Task -> Put every item below into a numbered list, one line per number, skipping blank lines. Leave any picture out of the list.

Dataset ->
···
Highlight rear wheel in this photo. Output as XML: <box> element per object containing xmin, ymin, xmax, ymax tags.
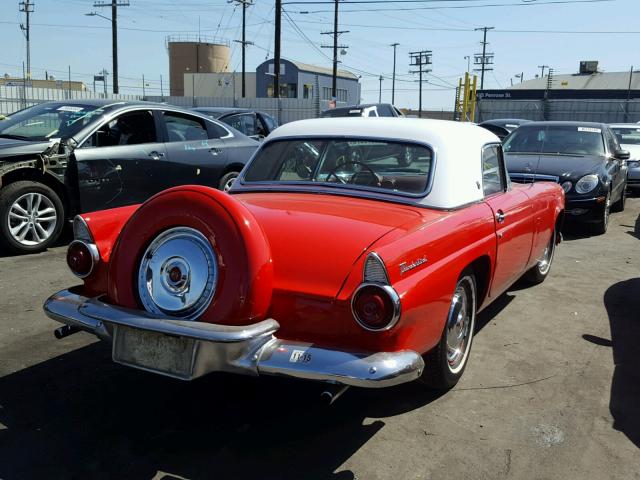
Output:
<box><xmin>593</xmin><ymin>191</ymin><xmax>611</xmax><ymax>235</ymax></box>
<box><xmin>420</xmin><ymin>270</ymin><xmax>477</xmax><ymax>389</ymax></box>
<box><xmin>525</xmin><ymin>229</ymin><xmax>556</xmax><ymax>284</ymax></box>
<box><xmin>0</xmin><ymin>181</ymin><xmax>64</xmax><ymax>253</ymax></box>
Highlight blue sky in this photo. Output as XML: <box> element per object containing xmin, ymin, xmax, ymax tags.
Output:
<box><xmin>0</xmin><ymin>0</ymin><xmax>640</xmax><ymax>110</ymax></box>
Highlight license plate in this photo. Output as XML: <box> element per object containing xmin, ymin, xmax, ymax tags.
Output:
<box><xmin>113</xmin><ymin>325</ymin><xmax>195</xmax><ymax>378</ymax></box>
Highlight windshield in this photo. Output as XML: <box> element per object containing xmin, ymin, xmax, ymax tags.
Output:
<box><xmin>611</xmin><ymin>127</ymin><xmax>640</xmax><ymax>145</ymax></box>
<box><xmin>503</xmin><ymin>125</ymin><xmax>605</xmax><ymax>155</ymax></box>
<box><xmin>0</xmin><ymin>102</ymin><xmax>104</xmax><ymax>140</ymax></box>
<box><xmin>244</xmin><ymin>139</ymin><xmax>433</xmax><ymax>194</ymax></box>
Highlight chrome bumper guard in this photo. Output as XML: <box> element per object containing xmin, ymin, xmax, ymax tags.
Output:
<box><xmin>44</xmin><ymin>290</ymin><xmax>424</xmax><ymax>388</ymax></box>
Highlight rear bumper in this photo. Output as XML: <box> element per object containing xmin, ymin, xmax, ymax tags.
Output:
<box><xmin>44</xmin><ymin>290</ymin><xmax>424</xmax><ymax>388</ymax></box>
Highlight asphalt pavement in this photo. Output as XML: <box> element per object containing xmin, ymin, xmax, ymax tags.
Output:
<box><xmin>0</xmin><ymin>198</ymin><xmax>640</xmax><ymax>480</ymax></box>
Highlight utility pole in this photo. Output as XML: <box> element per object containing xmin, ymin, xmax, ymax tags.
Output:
<box><xmin>538</xmin><ymin>65</ymin><xmax>549</xmax><ymax>78</ymax></box>
<box><xmin>474</xmin><ymin>27</ymin><xmax>495</xmax><ymax>90</ymax></box>
<box><xmin>19</xmin><ymin>0</ymin><xmax>35</xmax><ymax>79</ymax></box>
<box><xmin>389</xmin><ymin>42</ymin><xmax>400</xmax><ymax>105</ymax></box>
<box><xmin>93</xmin><ymin>0</ymin><xmax>129</xmax><ymax>93</ymax></box>
<box><xmin>273</xmin><ymin>0</ymin><xmax>282</xmax><ymax>97</ymax></box>
<box><xmin>235</xmin><ymin>0</ymin><xmax>253</xmax><ymax>98</ymax></box>
<box><xmin>409</xmin><ymin>50</ymin><xmax>433</xmax><ymax>118</ymax></box>
<box><xmin>320</xmin><ymin>0</ymin><xmax>349</xmax><ymax>98</ymax></box>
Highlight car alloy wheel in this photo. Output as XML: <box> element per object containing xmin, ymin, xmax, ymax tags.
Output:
<box><xmin>445</xmin><ymin>276</ymin><xmax>476</xmax><ymax>374</ymax></box>
<box><xmin>7</xmin><ymin>192</ymin><xmax>58</xmax><ymax>246</ymax></box>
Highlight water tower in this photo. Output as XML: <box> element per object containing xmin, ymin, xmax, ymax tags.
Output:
<box><xmin>166</xmin><ymin>35</ymin><xmax>230</xmax><ymax>96</ymax></box>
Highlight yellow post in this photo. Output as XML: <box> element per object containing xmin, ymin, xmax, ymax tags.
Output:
<box><xmin>456</xmin><ymin>78</ymin><xmax>462</xmax><ymax>121</ymax></box>
<box><xmin>462</xmin><ymin>72</ymin><xmax>469</xmax><ymax>122</ymax></box>
<box><xmin>469</xmin><ymin>75</ymin><xmax>478</xmax><ymax>122</ymax></box>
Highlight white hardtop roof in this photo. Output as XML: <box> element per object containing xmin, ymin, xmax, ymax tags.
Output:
<box><xmin>267</xmin><ymin>117</ymin><xmax>500</xmax><ymax>208</ymax></box>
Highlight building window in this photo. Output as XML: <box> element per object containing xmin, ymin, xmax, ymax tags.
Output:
<box><xmin>268</xmin><ymin>63</ymin><xmax>284</xmax><ymax>75</ymax></box>
<box><xmin>302</xmin><ymin>83</ymin><xmax>313</xmax><ymax>98</ymax></box>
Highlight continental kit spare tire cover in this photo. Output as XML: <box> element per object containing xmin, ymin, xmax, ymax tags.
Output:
<box><xmin>108</xmin><ymin>186</ymin><xmax>273</xmax><ymax>325</ymax></box>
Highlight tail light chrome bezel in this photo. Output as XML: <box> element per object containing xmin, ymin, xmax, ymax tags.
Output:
<box><xmin>351</xmin><ymin>252</ymin><xmax>402</xmax><ymax>332</ymax></box>
<box><xmin>351</xmin><ymin>282</ymin><xmax>402</xmax><ymax>332</ymax></box>
<box><xmin>67</xmin><ymin>240</ymin><xmax>100</xmax><ymax>279</ymax></box>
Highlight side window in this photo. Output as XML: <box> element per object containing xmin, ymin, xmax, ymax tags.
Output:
<box><xmin>605</xmin><ymin>130</ymin><xmax>620</xmax><ymax>155</ymax></box>
<box><xmin>163</xmin><ymin>112</ymin><xmax>209</xmax><ymax>142</ymax></box>
<box><xmin>83</xmin><ymin>110</ymin><xmax>158</xmax><ymax>148</ymax></box>
<box><xmin>207</xmin><ymin>121</ymin><xmax>230</xmax><ymax>138</ymax></box>
<box><xmin>482</xmin><ymin>145</ymin><xmax>506</xmax><ymax>197</ymax></box>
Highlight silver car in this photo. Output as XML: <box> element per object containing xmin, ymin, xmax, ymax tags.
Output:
<box><xmin>610</xmin><ymin>123</ymin><xmax>640</xmax><ymax>190</ymax></box>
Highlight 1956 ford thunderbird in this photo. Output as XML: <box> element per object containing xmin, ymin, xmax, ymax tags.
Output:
<box><xmin>44</xmin><ymin>118</ymin><xmax>564</xmax><ymax>388</ymax></box>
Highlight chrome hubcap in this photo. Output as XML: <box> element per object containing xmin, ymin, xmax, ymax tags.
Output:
<box><xmin>446</xmin><ymin>277</ymin><xmax>475</xmax><ymax>373</ymax></box>
<box><xmin>7</xmin><ymin>193</ymin><xmax>58</xmax><ymax>246</ymax></box>
<box><xmin>138</xmin><ymin>227</ymin><xmax>218</xmax><ymax>319</ymax></box>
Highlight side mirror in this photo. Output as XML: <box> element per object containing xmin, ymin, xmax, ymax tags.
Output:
<box><xmin>613</xmin><ymin>149</ymin><xmax>631</xmax><ymax>160</ymax></box>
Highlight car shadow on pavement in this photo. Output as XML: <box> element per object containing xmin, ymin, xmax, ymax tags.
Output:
<box><xmin>0</xmin><ymin>225</ymin><xmax>73</xmax><ymax>258</ymax></box>
<box><xmin>604</xmin><ymin>278</ymin><xmax>640</xmax><ymax>448</ymax></box>
<box><xmin>0</xmin><ymin>288</ymin><xmax>514</xmax><ymax>480</ymax></box>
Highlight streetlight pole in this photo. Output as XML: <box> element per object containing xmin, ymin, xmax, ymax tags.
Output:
···
Solution for this problem ->
1. Highlight rear wheel in this photo. Output as XML: <box> element per object containing xmin, ymin, xmax, ymax tags.
2. Output:
3. <box><xmin>593</xmin><ymin>191</ymin><xmax>611</xmax><ymax>235</ymax></box>
4. <box><xmin>420</xmin><ymin>270</ymin><xmax>477</xmax><ymax>389</ymax></box>
5. <box><xmin>525</xmin><ymin>229</ymin><xmax>556</xmax><ymax>284</ymax></box>
6. <box><xmin>0</xmin><ymin>181</ymin><xmax>64</xmax><ymax>253</ymax></box>
7. Highlight blue sky in this photo. Output as XML: <box> element per object containing xmin, ymin, xmax, ymax tags.
8. Output:
9. <box><xmin>0</xmin><ymin>0</ymin><xmax>640</xmax><ymax>110</ymax></box>
10. Highlight license plate in this photo. Output as XML: <box> element per object containing xmin, ymin, xmax, ymax tags.
11. Output:
12. <box><xmin>113</xmin><ymin>325</ymin><xmax>195</xmax><ymax>378</ymax></box>
13. Highlight windshield in this photo. Output as XML: <box> element per object containing xmin, ymin, xmax, ymax tags.
14. Output:
15. <box><xmin>611</xmin><ymin>127</ymin><xmax>640</xmax><ymax>145</ymax></box>
16. <box><xmin>503</xmin><ymin>125</ymin><xmax>605</xmax><ymax>155</ymax></box>
17. <box><xmin>0</xmin><ymin>102</ymin><xmax>104</xmax><ymax>140</ymax></box>
18. <box><xmin>244</xmin><ymin>139</ymin><xmax>433</xmax><ymax>194</ymax></box>
19. Highlight chrome bumper guard in this photo. Output as XML: <box> element per object containing xmin, ymin, xmax, ymax tags.
20. Output:
21. <box><xmin>44</xmin><ymin>290</ymin><xmax>424</xmax><ymax>388</ymax></box>
22. Highlight rear bumper in this photo. Output as XML: <box> element per object containing xmin, ymin, xmax, ymax tags.
23. Output:
24. <box><xmin>44</xmin><ymin>290</ymin><xmax>424</xmax><ymax>388</ymax></box>
25. Highlight asphalt pavement in this photo. Output as XML: <box> element per object containing xmin, ymin, xmax, ymax tags.
26. Output:
27. <box><xmin>0</xmin><ymin>198</ymin><xmax>640</xmax><ymax>480</ymax></box>
28. Highlight utility pole in this photo. Output as XML: <box> element per object containing xmin, ymin, xmax, ymax tags.
29. Output:
30. <box><xmin>538</xmin><ymin>65</ymin><xmax>549</xmax><ymax>78</ymax></box>
31. <box><xmin>474</xmin><ymin>27</ymin><xmax>495</xmax><ymax>90</ymax></box>
32. <box><xmin>19</xmin><ymin>0</ymin><xmax>35</xmax><ymax>79</ymax></box>
33. <box><xmin>389</xmin><ymin>42</ymin><xmax>400</xmax><ymax>105</ymax></box>
34. <box><xmin>93</xmin><ymin>0</ymin><xmax>129</xmax><ymax>93</ymax></box>
35. <box><xmin>273</xmin><ymin>0</ymin><xmax>282</xmax><ymax>97</ymax></box>
36. <box><xmin>235</xmin><ymin>0</ymin><xmax>253</xmax><ymax>98</ymax></box>
37. <box><xmin>409</xmin><ymin>50</ymin><xmax>433</xmax><ymax>118</ymax></box>
38. <box><xmin>320</xmin><ymin>0</ymin><xmax>349</xmax><ymax>98</ymax></box>
39. Highlight car alloy wheel in this photo. Output as XML: <box> element per object containing xmin, ymin, xmax, ymax tags.
40. Output:
41. <box><xmin>445</xmin><ymin>276</ymin><xmax>476</xmax><ymax>374</ymax></box>
42. <box><xmin>7</xmin><ymin>192</ymin><xmax>58</xmax><ymax>246</ymax></box>
43. Highlight water tower in this photo. Output as XML: <box> element per object containing xmin, ymin, xmax, ymax tags.
44. Output:
45. <box><xmin>166</xmin><ymin>35</ymin><xmax>230</xmax><ymax>96</ymax></box>
46. Highlight yellow post in this photo. Output as XML: <box> element per object containing xmin, ymin, xmax, ymax tags.
47. Output:
48. <box><xmin>456</xmin><ymin>78</ymin><xmax>462</xmax><ymax>121</ymax></box>
49. <box><xmin>462</xmin><ymin>72</ymin><xmax>469</xmax><ymax>122</ymax></box>
50. <box><xmin>469</xmin><ymin>75</ymin><xmax>478</xmax><ymax>122</ymax></box>
51. Highlight white hardtop roof in this photo. Output as XML: <box> element per object containing xmin, ymin, xmax, ymax tags.
52. Output:
53. <box><xmin>267</xmin><ymin>117</ymin><xmax>500</xmax><ymax>208</ymax></box>
54. Highlight building window in this photo. Output as XML: <box> element per object containing xmin, ymin, xmax, ymax tags.
55. Output:
56. <box><xmin>268</xmin><ymin>63</ymin><xmax>284</xmax><ymax>75</ymax></box>
57. <box><xmin>302</xmin><ymin>83</ymin><xmax>313</xmax><ymax>98</ymax></box>
58. Highlight continental kit spare tire cover in this photo. Output as XML: <box> element per object containing xmin, ymin, xmax, ymax tags.
59. Output:
60. <box><xmin>108</xmin><ymin>186</ymin><xmax>273</xmax><ymax>325</ymax></box>
61. Highlight tail light chrome bezel in this photo. Output as XML: <box> element per object containing xmin, ymin, xmax, ymax tags.
62. Output:
63. <box><xmin>351</xmin><ymin>252</ymin><xmax>402</xmax><ymax>332</ymax></box>
64. <box><xmin>351</xmin><ymin>282</ymin><xmax>402</xmax><ymax>332</ymax></box>
65. <box><xmin>67</xmin><ymin>240</ymin><xmax>100</xmax><ymax>279</ymax></box>
66. Highlight side window in this photo. Output as XML: <box> element per object containing xmin, ymin, xmax, ymax tags.
67. Output:
68. <box><xmin>605</xmin><ymin>130</ymin><xmax>620</xmax><ymax>155</ymax></box>
69. <box><xmin>163</xmin><ymin>112</ymin><xmax>209</xmax><ymax>142</ymax></box>
70. <box><xmin>83</xmin><ymin>110</ymin><xmax>158</xmax><ymax>148</ymax></box>
71. <box><xmin>207</xmin><ymin>121</ymin><xmax>230</xmax><ymax>138</ymax></box>
72. <box><xmin>482</xmin><ymin>145</ymin><xmax>506</xmax><ymax>197</ymax></box>
73. Highlight silver car in this photo. Output as XML: <box> element per object containing xmin, ymin, xmax, ymax tags.
74. Output:
75. <box><xmin>610</xmin><ymin>123</ymin><xmax>640</xmax><ymax>190</ymax></box>
76. Highlight 1956 ford thunderbird in this photo. Output as XML: <box> element per object containing xmin, ymin, xmax, ymax tags.
77. Output:
78. <box><xmin>44</xmin><ymin>118</ymin><xmax>564</xmax><ymax>388</ymax></box>
79. Highlight chrome hubcap in this photo. Output as XML: <box> element per object containing xmin, ymin, xmax, ymax tags.
80. Output:
81. <box><xmin>446</xmin><ymin>277</ymin><xmax>475</xmax><ymax>373</ymax></box>
82. <box><xmin>7</xmin><ymin>193</ymin><xmax>58</xmax><ymax>246</ymax></box>
83. <box><xmin>138</xmin><ymin>227</ymin><xmax>218</xmax><ymax>319</ymax></box>
84. Highlight side mirror in this photo. Output as XML: <box> element per object containing xmin, ymin, xmax, ymax tags.
85. Output:
86. <box><xmin>613</xmin><ymin>149</ymin><xmax>631</xmax><ymax>160</ymax></box>
87. Highlight car shadow on pavement in this photo. Output as XML: <box> element per object containing xmin, ymin, xmax, ymax tags.
88. Output:
89. <box><xmin>0</xmin><ymin>225</ymin><xmax>73</xmax><ymax>258</ymax></box>
90. <box><xmin>604</xmin><ymin>278</ymin><xmax>640</xmax><ymax>448</ymax></box>
91. <box><xmin>0</xmin><ymin>288</ymin><xmax>514</xmax><ymax>480</ymax></box>
92. Highlight streetlight pole in this photo. Output as XML: <box> element per object containing xmin, ymin, xmax, ymax tags.
93. Output:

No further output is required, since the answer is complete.